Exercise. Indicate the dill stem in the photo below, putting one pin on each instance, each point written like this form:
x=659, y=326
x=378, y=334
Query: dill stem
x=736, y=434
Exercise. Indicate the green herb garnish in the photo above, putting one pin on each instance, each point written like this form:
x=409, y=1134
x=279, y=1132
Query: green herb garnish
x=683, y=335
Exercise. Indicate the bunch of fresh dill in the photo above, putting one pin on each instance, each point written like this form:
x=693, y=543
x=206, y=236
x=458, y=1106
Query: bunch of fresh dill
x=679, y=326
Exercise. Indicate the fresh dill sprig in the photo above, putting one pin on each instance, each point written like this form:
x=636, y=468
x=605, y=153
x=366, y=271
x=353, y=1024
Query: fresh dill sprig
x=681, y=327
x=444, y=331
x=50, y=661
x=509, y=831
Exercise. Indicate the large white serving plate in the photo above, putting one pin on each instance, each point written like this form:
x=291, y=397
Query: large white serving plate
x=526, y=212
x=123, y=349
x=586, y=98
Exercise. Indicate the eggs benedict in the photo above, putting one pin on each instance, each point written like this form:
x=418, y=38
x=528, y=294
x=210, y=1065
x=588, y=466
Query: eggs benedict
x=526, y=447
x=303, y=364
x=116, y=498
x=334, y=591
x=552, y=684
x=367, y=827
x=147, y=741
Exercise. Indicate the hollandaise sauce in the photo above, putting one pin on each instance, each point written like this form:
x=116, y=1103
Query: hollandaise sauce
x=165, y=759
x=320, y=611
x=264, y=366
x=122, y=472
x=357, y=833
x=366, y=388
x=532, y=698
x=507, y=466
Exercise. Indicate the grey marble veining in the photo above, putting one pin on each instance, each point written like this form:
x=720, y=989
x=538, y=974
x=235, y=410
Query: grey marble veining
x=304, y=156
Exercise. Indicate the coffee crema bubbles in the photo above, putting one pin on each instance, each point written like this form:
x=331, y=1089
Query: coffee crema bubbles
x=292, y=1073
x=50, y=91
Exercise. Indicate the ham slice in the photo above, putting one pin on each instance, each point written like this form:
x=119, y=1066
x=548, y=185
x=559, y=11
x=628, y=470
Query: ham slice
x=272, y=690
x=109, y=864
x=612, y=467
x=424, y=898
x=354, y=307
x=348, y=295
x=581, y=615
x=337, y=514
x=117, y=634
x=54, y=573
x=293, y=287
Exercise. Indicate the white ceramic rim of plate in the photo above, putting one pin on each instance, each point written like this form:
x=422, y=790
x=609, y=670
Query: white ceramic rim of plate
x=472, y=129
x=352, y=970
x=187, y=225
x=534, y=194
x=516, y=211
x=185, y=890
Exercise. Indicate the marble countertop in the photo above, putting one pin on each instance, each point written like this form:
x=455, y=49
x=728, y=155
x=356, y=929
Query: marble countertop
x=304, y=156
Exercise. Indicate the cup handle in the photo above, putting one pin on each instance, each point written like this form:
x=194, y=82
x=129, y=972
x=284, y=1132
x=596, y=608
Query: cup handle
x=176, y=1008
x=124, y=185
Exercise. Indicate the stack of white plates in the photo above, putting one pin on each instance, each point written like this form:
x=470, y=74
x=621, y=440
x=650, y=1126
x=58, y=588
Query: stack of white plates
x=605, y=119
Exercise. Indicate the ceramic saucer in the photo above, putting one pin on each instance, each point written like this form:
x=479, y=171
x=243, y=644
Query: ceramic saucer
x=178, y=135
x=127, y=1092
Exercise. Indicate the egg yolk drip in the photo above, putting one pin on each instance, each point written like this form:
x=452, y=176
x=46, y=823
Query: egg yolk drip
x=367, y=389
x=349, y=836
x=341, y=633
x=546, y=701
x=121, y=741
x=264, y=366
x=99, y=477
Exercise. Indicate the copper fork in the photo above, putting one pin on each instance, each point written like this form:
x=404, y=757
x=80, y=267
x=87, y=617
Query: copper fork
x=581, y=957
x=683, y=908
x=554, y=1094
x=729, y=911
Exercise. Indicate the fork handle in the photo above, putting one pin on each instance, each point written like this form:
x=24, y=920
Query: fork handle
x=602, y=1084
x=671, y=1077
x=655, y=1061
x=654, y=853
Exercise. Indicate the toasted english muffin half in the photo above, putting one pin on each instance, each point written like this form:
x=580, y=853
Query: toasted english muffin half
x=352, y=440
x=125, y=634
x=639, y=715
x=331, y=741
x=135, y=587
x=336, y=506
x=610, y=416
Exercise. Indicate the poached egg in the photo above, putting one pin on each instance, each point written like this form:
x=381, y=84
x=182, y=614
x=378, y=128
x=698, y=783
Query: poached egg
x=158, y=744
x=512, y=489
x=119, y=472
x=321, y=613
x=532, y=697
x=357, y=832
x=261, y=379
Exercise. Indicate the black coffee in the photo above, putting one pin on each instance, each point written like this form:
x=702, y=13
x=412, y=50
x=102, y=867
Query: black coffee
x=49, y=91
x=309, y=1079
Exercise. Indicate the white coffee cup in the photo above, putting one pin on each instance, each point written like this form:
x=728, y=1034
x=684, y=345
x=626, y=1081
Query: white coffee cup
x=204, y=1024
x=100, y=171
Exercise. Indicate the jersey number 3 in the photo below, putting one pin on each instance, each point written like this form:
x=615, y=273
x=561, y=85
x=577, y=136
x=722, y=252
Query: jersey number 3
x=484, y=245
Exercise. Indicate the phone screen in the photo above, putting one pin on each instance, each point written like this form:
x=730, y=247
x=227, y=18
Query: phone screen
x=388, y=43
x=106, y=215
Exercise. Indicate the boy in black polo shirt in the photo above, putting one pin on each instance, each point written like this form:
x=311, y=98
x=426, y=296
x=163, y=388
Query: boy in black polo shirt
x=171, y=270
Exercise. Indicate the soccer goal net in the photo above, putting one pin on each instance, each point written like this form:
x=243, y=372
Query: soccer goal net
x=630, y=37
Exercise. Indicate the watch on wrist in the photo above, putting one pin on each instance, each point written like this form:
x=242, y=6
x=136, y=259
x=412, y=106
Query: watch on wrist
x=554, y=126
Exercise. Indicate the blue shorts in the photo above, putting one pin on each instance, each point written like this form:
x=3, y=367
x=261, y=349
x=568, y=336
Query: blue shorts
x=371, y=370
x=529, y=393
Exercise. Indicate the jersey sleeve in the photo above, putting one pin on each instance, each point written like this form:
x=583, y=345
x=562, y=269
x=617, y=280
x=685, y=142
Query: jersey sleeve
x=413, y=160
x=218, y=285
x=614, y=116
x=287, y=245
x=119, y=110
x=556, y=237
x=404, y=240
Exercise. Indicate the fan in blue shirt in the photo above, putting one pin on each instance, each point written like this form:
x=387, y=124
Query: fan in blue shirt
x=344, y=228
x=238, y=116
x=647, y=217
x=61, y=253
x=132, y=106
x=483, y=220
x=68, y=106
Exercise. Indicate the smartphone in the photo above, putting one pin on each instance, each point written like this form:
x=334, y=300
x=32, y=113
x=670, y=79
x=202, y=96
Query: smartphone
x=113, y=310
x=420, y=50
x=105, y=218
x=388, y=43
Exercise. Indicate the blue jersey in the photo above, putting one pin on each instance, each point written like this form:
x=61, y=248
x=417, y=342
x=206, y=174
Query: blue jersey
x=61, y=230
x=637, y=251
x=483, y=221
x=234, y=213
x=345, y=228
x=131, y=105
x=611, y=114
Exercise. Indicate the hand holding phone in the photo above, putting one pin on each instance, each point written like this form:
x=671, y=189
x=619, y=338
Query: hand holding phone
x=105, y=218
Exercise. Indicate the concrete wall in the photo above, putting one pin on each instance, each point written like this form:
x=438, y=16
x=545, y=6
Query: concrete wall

=====

Copy every one of the records above line by line, keeping each word and number unchanged.

## EXERCISE ANSWER:
Exercise. Indicate the dill stem in the photo below, putting one pin on each instance, each point written like this form:
x=659, y=326
x=378, y=334
Query: dill stem
x=736, y=434
Exercise. Indicate the green herb garnish in the photo above, putting one pin on each instance, each point written like this form:
x=409, y=1134
x=279, y=1132
Query: green herb garnish
x=683, y=335
Exercise. Indicate the bunch of fresh dill in the photo above, putting one pin on each instance, each point written like this form:
x=693, y=543
x=206, y=236
x=458, y=1106
Query: bunch of fresh dill
x=679, y=326
Exercise. Indicate the fresh dill sprig in the photo above, putting one pin on each instance, each point written like this form:
x=636, y=468
x=605, y=153
x=366, y=271
x=353, y=1024
Query: fresh dill sprig
x=681, y=327
x=444, y=331
x=50, y=661
x=509, y=831
Exercise. Indicate the large white serving plate in the photo above, putting one pin on each instance, each point written like this form:
x=291, y=397
Query: large white serving plate
x=526, y=212
x=123, y=349
x=586, y=98
Exercise. Indicate the eggs benedict in the photo above, putting one pin on each instance, each point written like this form:
x=418, y=38
x=528, y=294
x=210, y=1065
x=588, y=466
Query: eggs benedict
x=526, y=447
x=303, y=364
x=116, y=498
x=334, y=591
x=552, y=684
x=367, y=827
x=147, y=741
Exercise. Indicate the hollandaise sauce in the photo above, putting one pin on each instance, each point written like this form:
x=116, y=1103
Query: hollandaise sauce
x=165, y=759
x=320, y=611
x=264, y=366
x=122, y=472
x=357, y=833
x=366, y=388
x=532, y=698
x=507, y=466
Exercise. Indicate the grey marble veining in the photo above, putting one pin on each instance, each point written like this form:
x=720, y=989
x=538, y=974
x=235, y=410
Query: grey marble veining
x=304, y=156
Exercise. Indicate the coffee crema bubbles in the photo above, putting one pin on each instance, each point written like this form:
x=331, y=1089
Query: coffee crema bubbles
x=292, y=1073
x=50, y=91
Exercise. Indicate the ham slice in the photo above, putting one pin on each instance, each point written like this form:
x=119, y=1066
x=548, y=185
x=559, y=11
x=628, y=470
Query: ham slice
x=272, y=690
x=109, y=864
x=612, y=467
x=424, y=898
x=354, y=307
x=348, y=295
x=581, y=615
x=337, y=514
x=117, y=634
x=54, y=573
x=293, y=287
Exercise. Indicate the white ceramic rim of plate in the photo above, putting one pin on each instance, each point written like this form:
x=422, y=790
x=609, y=670
Query: white ceramic rim of plate
x=472, y=129
x=352, y=970
x=187, y=225
x=534, y=194
x=516, y=211
x=185, y=890
Exercise. Indicate the marble countertop in the photo above, putting one pin on each instance, each point written like this form:
x=455, y=49
x=728, y=155
x=356, y=929
Query: marble countertop
x=304, y=156
Exercise. Indicate the cup handle in the photo above, putting one pin on each instance, each point written like this form:
x=194, y=82
x=129, y=972
x=284, y=1132
x=596, y=608
Query: cup handle
x=176, y=1008
x=124, y=185
Exercise. Indicate the stack of white plates in the photo above, putting one pin on each instance, each point written like this form:
x=470, y=74
x=621, y=440
x=650, y=1126
x=58, y=588
Query: stack of white plates
x=605, y=119
Exercise. Indicate the ceramic saucer in the photo above, putting one pin on each instance, each point written like this form:
x=479, y=171
x=243, y=644
Query: ceramic saucer
x=178, y=135
x=127, y=1092
Exercise. Indicate the egg yolk drip in the photo above, putting one pin on each instance, each point written like this form:
x=452, y=176
x=46, y=823
Query: egg yolk drip
x=367, y=389
x=349, y=836
x=341, y=633
x=546, y=701
x=121, y=741
x=264, y=366
x=99, y=477
Exercise. Indicate the copper fork in the photo above, putting one pin on each instance, each point written like this form:
x=404, y=757
x=80, y=267
x=87, y=617
Query: copper fork
x=581, y=957
x=683, y=908
x=554, y=1094
x=729, y=911
Exercise. Indicate the fork handle in the photo above, putting one pin on each instance, each point written like this form:
x=24, y=920
Query: fork handle
x=602, y=1084
x=671, y=1077
x=655, y=1061
x=654, y=853
Exercise. Indicate the toasted english muffin half in the photo above, putting one pin on each instance, each point written like this form:
x=580, y=853
Query: toasted english muffin half
x=352, y=440
x=125, y=634
x=639, y=715
x=331, y=741
x=135, y=587
x=336, y=506
x=610, y=416
Exercise. Indicate the poached egg in the photo above, putting one pin on each instance, each point written like this form:
x=381, y=84
x=182, y=614
x=378, y=128
x=698, y=783
Query: poached egg
x=158, y=744
x=512, y=489
x=119, y=472
x=321, y=613
x=532, y=697
x=357, y=832
x=261, y=379
Exercise. Indicate the black coffee in the photo above, putting one pin on each instance, each point written like this form:
x=702, y=13
x=412, y=50
x=102, y=867
Query: black coffee
x=49, y=91
x=309, y=1079
Exercise. Indicate the white coffee cup in the photo above, putting one pin on each instance, each point written like this form:
x=728, y=1034
x=684, y=345
x=626, y=1081
Query: white coffee cup
x=204, y=1024
x=100, y=171
Exercise. Indicate the jersey number 3 in the photo below, putting one pin on each instance, each point written like this form:
x=615, y=273
x=561, y=85
x=577, y=136
x=722, y=252
Query: jersey number 3
x=484, y=245
Exercise. Indicate the phone screen in the photo above, putting one pin on each instance, each point written like this form:
x=730, y=247
x=227, y=18
Query: phone screen
x=388, y=43
x=106, y=215
Exercise. Indicate the boy in black polo shirt in the photo above, putting one pin on each instance, each point written like this form:
x=311, y=98
x=426, y=296
x=163, y=388
Query: boy in black polo shirt
x=171, y=270
Exercise. Indicate the soccer goal net in the photo above, putting one pin on each instance, each point written like this form:
x=243, y=372
Query: soccer goal net
x=630, y=37
Exercise. Indicate the watch on wrist in the photo above, putting one pin on each instance, each point written like this form:
x=242, y=6
x=136, y=259
x=412, y=106
Query: watch on wrist
x=554, y=126
Exercise. Indicate the blue shorts in the photo above, putting one pin on each instance, each point written like this form:
x=3, y=367
x=261, y=349
x=568, y=336
Query: blue shorts
x=371, y=370
x=529, y=393
Exercise. Indicate the jersey sleeve in the photo above, putting one pin on each instance, each point written like this form:
x=583, y=345
x=562, y=269
x=617, y=280
x=685, y=142
Query: jersey sleeve
x=413, y=160
x=218, y=285
x=614, y=116
x=287, y=245
x=119, y=110
x=556, y=237
x=404, y=240
Exercise. Indicate the fan in blue shirt in the photo above, putting one pin on each instance, each point written like this form:
x=387, y=124
Query: fan in blue shirt
x=344, y=228
x=238, y=116
x=647, y=217
x=61, y=253
x=132, y=106
x=483, y=220
x=68, y=106
Exercise. Indicate the smartphone in the photo above, putting one pin on each instance, each point written like this form:
x=334, y=300
x=32, y=113
x=670, y=79
x=202, y=96
Query: smartphone
x=113, y=310
x=420, y=50
x=105, y=218
x=388, y=43
Exercise. Indicate the blue jersey in the photo above, putting one pin on each instance, each point written like this form:
x=61, y=248
x=417, y=342
x=206, y=174
Query: blue jersey
x=61, y=230
x=637, y=251
x=483, y=221
x=234, y=213
x=345, y=228
x=131, y=105
x=611, y=114
Exercise. Indicate the hand holding phone in the photo above, putting one pin on each instance, each point written like this form:
x=671, y=189
x=619, y=338
Query: hand holding phone
x=105, y=218
Exercise. Indicate the concrete wall in the photo above, putting one pin on each instance, each point written like this form:
x=438, y=16
x=545, y=6
Query: concrete wall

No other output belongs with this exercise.